[Stored entries]
◇ ◇ ◇

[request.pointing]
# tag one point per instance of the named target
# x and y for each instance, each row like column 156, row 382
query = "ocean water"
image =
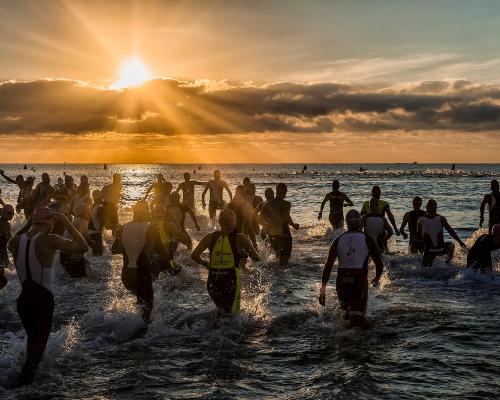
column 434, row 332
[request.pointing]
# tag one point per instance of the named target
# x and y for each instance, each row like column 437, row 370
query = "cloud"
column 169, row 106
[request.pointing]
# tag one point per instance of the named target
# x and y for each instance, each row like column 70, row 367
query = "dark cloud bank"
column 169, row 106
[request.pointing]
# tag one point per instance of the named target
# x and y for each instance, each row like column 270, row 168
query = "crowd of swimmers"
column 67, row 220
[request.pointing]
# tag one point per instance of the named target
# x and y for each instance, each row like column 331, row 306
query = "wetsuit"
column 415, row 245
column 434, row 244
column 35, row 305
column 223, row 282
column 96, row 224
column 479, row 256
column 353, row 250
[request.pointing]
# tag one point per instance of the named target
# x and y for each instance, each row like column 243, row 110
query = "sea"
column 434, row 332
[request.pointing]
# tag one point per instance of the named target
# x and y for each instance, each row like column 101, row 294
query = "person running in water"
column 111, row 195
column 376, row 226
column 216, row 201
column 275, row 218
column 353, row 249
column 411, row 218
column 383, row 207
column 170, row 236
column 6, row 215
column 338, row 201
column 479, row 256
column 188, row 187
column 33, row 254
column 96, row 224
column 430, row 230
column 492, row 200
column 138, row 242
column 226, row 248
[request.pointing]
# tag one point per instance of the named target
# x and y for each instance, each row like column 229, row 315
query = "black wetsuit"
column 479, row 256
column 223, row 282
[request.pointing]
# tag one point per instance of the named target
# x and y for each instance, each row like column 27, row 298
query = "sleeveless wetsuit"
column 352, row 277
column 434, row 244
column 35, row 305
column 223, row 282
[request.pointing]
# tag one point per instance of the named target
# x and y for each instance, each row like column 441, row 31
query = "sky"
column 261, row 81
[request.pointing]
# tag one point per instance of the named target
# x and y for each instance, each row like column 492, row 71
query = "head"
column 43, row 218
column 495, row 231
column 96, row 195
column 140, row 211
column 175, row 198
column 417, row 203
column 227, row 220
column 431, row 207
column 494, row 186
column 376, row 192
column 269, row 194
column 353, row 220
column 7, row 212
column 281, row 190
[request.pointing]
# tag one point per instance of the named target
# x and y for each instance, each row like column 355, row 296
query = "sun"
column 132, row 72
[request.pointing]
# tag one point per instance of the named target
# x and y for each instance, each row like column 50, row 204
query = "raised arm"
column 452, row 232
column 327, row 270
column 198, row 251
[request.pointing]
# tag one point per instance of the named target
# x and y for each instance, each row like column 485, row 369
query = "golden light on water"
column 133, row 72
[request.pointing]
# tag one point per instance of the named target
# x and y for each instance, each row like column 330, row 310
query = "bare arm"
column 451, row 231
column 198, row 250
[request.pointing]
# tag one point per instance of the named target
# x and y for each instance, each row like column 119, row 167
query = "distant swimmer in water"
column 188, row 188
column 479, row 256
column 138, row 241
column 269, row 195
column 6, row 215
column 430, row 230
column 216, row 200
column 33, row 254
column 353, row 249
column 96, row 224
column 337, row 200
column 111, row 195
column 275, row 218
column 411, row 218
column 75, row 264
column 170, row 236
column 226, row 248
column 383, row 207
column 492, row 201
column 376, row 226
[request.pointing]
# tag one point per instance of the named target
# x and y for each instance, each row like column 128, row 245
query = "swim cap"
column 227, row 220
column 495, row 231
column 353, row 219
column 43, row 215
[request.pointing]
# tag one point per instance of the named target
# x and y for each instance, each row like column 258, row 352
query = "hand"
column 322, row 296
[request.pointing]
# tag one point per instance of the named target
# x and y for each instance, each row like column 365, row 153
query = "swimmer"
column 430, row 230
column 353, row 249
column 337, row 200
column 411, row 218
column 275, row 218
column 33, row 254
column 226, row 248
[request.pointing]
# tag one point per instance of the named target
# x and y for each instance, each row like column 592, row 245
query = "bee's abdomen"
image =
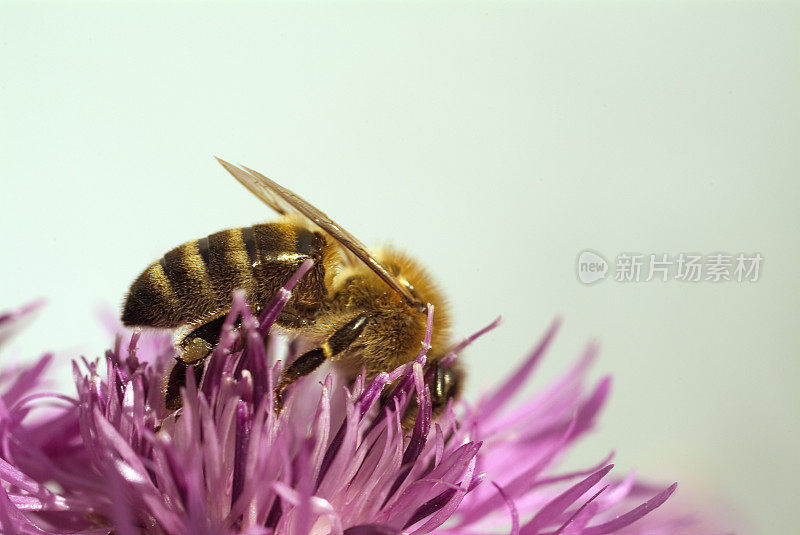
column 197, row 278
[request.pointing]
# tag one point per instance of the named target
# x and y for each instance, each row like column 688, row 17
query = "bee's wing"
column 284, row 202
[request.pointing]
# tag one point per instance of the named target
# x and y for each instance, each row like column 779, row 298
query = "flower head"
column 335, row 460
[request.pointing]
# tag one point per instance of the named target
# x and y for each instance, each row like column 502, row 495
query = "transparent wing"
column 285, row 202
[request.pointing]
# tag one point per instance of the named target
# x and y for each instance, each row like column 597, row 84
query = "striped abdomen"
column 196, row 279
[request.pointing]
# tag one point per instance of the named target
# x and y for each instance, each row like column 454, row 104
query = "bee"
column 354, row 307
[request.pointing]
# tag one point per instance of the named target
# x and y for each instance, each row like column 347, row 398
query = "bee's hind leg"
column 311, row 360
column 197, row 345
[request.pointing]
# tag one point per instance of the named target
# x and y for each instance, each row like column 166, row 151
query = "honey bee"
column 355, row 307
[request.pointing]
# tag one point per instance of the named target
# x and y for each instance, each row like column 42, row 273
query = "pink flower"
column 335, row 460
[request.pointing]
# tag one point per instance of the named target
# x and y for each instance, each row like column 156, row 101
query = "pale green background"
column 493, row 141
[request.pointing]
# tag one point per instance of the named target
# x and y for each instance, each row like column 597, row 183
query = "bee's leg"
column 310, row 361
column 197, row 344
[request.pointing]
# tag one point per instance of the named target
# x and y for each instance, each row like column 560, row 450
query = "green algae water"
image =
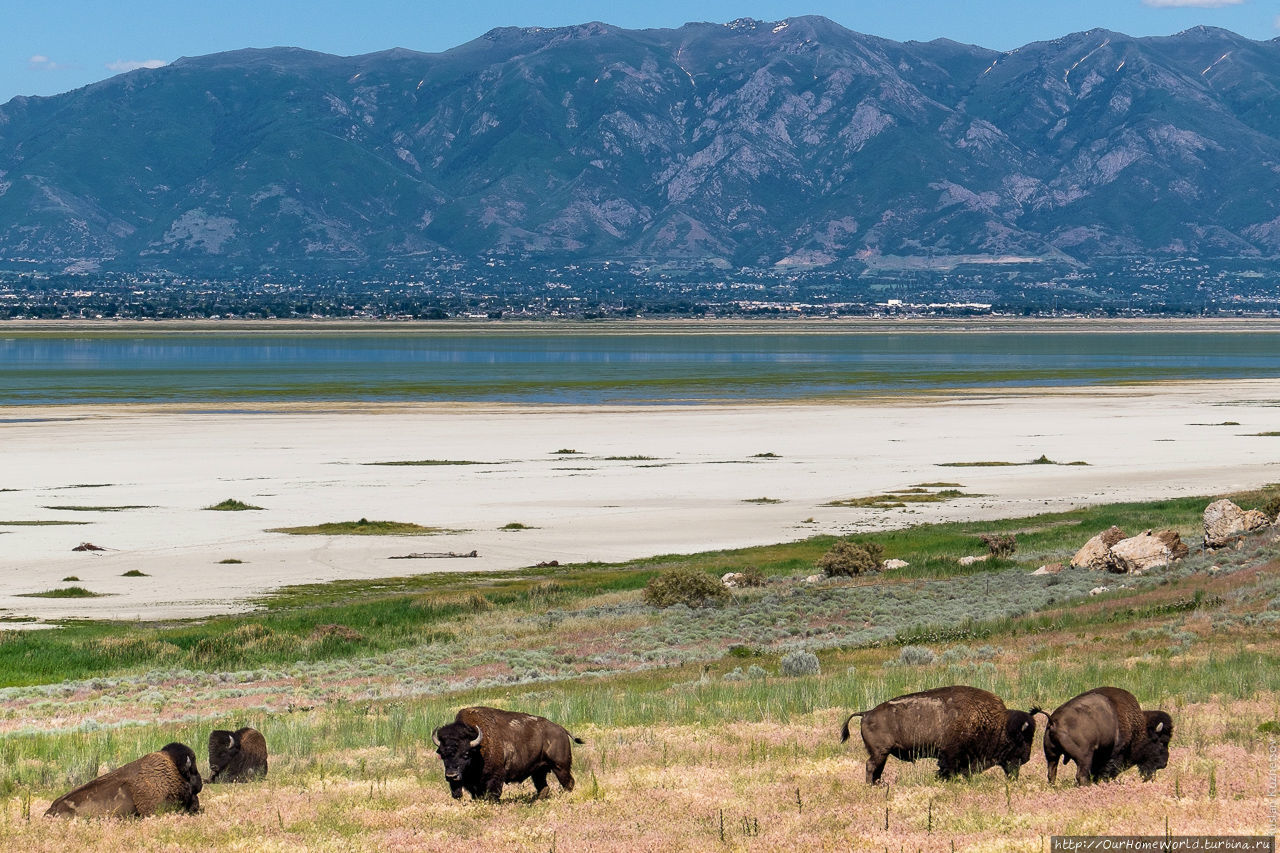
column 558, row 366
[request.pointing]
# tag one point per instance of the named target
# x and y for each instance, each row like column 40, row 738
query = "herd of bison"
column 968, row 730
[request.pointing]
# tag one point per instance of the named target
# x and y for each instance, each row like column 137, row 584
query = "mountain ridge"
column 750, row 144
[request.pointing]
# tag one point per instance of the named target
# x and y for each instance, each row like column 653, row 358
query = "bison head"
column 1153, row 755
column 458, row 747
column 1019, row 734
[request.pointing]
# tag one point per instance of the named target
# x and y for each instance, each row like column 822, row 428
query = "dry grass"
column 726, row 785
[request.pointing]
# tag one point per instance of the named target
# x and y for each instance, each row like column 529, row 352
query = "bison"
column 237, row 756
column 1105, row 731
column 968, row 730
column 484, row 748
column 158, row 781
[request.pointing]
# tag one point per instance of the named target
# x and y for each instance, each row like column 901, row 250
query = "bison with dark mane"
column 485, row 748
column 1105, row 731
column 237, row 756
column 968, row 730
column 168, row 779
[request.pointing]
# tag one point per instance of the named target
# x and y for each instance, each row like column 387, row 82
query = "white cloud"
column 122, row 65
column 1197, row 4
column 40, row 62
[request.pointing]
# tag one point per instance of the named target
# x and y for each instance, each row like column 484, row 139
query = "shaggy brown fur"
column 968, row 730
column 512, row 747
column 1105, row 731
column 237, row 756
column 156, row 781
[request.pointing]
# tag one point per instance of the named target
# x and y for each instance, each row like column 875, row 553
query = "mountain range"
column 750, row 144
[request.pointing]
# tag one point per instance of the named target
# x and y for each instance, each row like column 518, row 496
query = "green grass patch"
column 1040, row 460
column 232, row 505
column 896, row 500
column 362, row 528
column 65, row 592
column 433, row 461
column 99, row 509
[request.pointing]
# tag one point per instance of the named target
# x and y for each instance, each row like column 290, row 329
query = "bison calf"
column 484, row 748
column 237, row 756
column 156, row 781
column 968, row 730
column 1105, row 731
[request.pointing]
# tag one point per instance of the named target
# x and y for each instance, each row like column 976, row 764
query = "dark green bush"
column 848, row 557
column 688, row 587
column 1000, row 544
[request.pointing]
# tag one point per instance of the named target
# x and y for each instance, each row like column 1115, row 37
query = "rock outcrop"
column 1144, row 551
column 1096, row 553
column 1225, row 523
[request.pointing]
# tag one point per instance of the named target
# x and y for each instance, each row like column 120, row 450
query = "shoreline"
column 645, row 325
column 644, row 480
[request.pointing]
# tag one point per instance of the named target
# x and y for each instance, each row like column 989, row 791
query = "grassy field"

◇ ◇ ◇

● Problem description
Go from the first line of the data above to the line containing "331, row 306" and retype exactly those lines, both included, but none of the pictures.

● Problem solution
[request.pointing]
# tag one point per instance of the named target
# x and y for each instance, each row like column 156, row 382
query = "ocean water"
image =
column 434, row 332
[request.pointing]
# tag one point per instance of the named target
# x and y for each instance, each row like column 437, row 370
query = "cloud"
column 169, row 106
[request.pointing]
# tag one point per instance of the named target
# x and y for each instance, each row like column 70, row 367
query = "dark cloud bank"
column 169, row 106
[request.pointing]
# tag one point per instance of the named target
# x and y for each instance, each row like column 270, row 168
query = "crowd of swimmers"
column 67, row 220
[request.pointing]
# tag one point per instance of the named target
# x and y for each instance, each row like column 331, row 306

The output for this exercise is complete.